== Action item ==
Return exactly the listing's lines, from its first line to the line holding "negative clicks: (623, 577)", ends included.

Top of Stored data

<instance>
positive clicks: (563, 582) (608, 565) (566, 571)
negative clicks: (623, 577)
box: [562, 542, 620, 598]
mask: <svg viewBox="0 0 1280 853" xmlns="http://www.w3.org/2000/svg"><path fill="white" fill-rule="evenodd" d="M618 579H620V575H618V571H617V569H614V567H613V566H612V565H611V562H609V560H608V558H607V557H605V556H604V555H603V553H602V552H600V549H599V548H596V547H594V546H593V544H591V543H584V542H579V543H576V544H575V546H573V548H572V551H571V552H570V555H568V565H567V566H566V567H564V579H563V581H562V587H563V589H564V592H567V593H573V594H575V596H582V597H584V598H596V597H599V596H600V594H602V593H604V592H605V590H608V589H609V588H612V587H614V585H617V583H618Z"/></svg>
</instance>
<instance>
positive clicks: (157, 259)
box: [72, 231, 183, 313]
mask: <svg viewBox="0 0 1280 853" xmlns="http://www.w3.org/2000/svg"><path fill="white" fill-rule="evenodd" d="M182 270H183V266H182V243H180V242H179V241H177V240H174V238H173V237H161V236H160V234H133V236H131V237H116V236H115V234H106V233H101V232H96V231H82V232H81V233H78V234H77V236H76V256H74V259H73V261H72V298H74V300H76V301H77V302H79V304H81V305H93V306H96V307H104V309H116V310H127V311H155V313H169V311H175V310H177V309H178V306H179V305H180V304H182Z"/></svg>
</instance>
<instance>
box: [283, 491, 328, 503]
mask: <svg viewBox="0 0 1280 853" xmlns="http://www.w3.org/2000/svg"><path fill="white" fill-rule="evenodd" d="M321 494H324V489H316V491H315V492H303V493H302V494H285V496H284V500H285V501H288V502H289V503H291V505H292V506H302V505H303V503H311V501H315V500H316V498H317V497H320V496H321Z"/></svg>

Bottom of Stored data

== Reply to the exercise ==
<instance>
positive clicks: (563, 582) (608, 565) (566, 571)
negative clicks: (623, 577)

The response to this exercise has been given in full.